Exercise description
Determine how many lines in the items below contain the string "shirt", with case taken into account, and state only that number.

Given records
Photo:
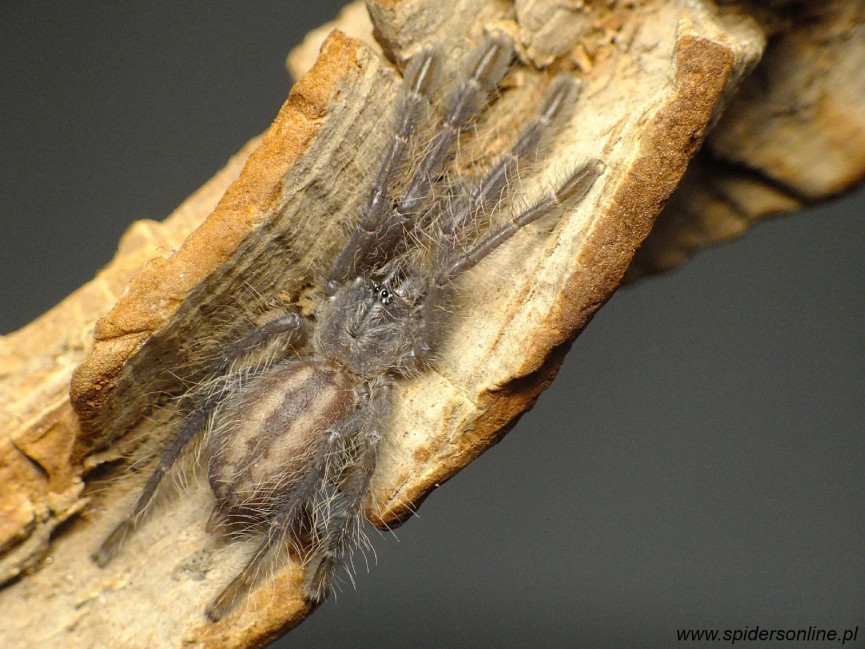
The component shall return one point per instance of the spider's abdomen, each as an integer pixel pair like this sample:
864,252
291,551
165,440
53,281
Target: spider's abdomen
266,441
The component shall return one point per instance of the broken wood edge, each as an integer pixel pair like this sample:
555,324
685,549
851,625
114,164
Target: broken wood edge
521,390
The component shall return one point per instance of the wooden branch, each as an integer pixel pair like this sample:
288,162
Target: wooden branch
655,79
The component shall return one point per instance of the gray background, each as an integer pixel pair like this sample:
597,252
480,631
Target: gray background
698,462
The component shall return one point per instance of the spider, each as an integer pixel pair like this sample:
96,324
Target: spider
294,415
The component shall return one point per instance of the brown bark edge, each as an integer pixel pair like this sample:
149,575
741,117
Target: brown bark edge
653,80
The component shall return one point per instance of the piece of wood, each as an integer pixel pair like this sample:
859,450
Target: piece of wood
672,70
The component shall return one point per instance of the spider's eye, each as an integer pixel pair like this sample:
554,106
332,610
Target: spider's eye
382,293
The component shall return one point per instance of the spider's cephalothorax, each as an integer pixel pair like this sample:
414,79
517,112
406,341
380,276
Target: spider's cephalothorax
294,416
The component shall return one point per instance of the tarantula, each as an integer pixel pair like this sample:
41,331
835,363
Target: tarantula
293,418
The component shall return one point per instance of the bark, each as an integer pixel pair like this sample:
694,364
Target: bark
656,78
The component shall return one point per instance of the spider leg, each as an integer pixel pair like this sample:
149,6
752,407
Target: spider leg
378,236
291,326
294,512
561,92
340,531
416,89
432,312
573,189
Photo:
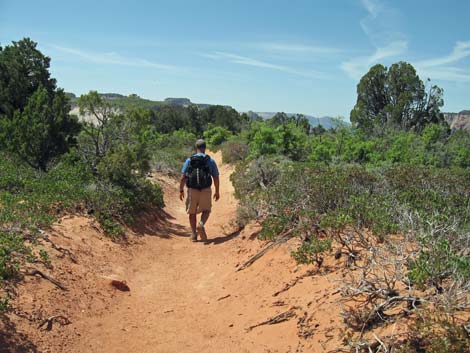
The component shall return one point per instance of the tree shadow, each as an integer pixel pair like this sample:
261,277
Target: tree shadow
158,223
223,239
13,341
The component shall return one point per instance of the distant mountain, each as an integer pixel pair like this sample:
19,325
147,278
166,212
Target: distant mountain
326,121
122,102
458,120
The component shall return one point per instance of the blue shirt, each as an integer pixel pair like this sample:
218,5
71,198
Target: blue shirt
213,170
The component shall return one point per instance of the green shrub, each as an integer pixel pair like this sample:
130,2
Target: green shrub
310,251
215,136
234,151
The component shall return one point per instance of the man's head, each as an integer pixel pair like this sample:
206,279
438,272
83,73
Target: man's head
200,146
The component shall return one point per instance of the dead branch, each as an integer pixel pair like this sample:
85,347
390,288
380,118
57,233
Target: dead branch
224,297
284,316
294,282
50,320
60,249
35,271
282,239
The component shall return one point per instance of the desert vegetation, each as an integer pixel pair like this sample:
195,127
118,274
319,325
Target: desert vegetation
387,197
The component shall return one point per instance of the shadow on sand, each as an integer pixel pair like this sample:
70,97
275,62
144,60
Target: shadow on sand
223,239
159,223
13,341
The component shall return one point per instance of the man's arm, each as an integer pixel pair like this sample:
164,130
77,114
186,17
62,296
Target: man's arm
182,183
216,184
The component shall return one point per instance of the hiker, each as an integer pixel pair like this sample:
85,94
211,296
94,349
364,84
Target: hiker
197,173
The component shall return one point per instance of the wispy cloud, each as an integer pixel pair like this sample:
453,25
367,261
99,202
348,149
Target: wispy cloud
373,7
112,58
244,60
442,68
297,48
380,27
356,67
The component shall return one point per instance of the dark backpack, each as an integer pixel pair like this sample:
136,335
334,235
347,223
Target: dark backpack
198,175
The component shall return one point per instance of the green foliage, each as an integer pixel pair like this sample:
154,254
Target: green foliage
234,150
289,140
310,251
34,115
395,97
436,333
23,69
42,131
216,135
169,151
13,252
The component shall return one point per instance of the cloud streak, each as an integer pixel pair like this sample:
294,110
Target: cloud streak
114,59
356,67
442,68
296,48
247,61
379,26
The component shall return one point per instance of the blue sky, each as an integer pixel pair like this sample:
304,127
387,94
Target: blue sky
293,56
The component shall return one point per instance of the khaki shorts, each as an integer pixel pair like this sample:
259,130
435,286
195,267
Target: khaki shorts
199,200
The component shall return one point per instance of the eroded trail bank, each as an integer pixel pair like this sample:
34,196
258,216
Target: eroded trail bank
184,297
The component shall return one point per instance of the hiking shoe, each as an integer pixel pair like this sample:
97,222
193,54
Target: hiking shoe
201,231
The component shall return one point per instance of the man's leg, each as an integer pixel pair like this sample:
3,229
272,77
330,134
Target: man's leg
205,205
192,222
205,216
191,209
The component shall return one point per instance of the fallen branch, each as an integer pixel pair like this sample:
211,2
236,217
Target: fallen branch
60,249
285,316
294,282
224,297
49,321
35,271
282,239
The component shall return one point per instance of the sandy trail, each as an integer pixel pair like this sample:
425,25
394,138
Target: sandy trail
185,297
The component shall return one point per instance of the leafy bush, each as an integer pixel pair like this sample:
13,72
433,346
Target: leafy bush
310,251
216,135
234,150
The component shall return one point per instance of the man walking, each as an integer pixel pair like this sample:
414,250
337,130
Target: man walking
197,174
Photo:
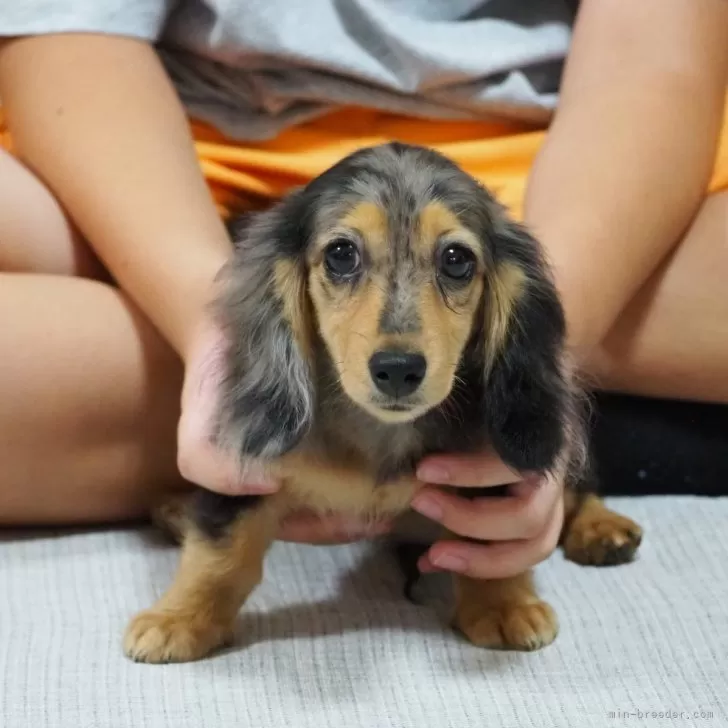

Exercise output
2